Records from a point labeling set
◆ ◆ ◆ ◆ ◆ ◆ ◆

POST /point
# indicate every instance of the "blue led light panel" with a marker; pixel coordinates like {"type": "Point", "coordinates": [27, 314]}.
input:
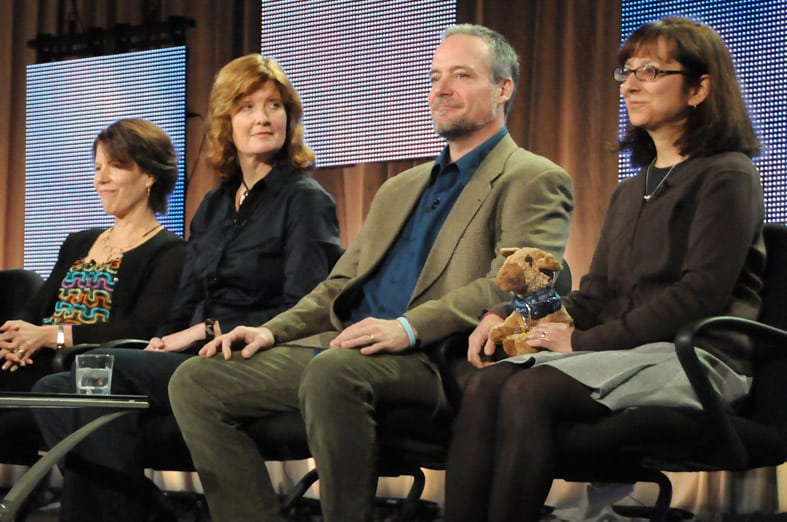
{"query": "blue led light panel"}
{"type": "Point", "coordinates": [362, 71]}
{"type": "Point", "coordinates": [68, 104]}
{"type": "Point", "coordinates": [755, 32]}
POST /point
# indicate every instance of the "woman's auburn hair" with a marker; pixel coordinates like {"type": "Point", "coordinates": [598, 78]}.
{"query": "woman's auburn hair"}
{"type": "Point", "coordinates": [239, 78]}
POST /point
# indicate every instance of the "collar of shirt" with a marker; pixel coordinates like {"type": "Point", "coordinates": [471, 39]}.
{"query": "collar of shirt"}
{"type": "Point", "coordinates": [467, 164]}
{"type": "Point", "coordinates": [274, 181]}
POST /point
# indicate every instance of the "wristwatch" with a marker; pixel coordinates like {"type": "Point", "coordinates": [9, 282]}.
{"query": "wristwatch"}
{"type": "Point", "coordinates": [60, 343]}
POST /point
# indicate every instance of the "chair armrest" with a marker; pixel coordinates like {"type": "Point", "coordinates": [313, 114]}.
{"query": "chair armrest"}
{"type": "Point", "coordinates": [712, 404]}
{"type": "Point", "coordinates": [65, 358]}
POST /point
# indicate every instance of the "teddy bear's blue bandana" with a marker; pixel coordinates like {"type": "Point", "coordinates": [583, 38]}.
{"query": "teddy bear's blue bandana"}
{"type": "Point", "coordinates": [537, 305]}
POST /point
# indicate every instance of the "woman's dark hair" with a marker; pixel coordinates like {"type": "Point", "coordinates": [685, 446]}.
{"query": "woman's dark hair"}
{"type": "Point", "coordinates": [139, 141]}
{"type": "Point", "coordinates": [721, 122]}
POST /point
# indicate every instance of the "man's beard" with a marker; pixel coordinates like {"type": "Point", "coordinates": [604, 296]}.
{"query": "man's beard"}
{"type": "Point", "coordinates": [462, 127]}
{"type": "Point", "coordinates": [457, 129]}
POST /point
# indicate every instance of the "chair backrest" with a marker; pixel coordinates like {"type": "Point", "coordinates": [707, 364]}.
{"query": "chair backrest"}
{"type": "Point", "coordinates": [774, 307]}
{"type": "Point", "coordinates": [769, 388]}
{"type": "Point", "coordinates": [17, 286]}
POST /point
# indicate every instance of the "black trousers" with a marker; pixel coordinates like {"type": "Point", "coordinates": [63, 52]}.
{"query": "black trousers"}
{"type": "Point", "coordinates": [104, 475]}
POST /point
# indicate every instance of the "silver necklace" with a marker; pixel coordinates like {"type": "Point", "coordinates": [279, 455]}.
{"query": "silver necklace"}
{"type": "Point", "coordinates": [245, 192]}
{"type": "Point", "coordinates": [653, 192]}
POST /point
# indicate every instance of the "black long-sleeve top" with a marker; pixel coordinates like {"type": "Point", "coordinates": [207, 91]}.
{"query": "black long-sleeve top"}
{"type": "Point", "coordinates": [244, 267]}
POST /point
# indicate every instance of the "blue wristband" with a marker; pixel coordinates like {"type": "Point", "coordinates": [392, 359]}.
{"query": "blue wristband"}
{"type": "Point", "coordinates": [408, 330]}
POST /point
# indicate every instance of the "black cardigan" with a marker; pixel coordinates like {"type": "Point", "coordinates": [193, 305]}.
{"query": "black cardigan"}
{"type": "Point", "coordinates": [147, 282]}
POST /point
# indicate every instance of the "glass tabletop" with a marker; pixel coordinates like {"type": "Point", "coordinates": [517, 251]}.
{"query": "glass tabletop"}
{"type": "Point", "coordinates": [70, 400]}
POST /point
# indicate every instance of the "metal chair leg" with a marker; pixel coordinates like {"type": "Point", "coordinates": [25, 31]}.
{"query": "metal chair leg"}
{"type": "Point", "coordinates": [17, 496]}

◆ ◆ ◆ ◆ ◆ ◆ ◆

--- INSTRUCTIONS TO FOLLOW ---
Collect every line in the rows above that contains the string "collar". Copy each one unchanged.

--- EXERCISE OUTPUT ---
# indicate every instance of the "collar of shirt" with a marker; pixel coordinates like {"type": "Point", "coordinates": [471, 39]}.
{"query": "collar of shirt"}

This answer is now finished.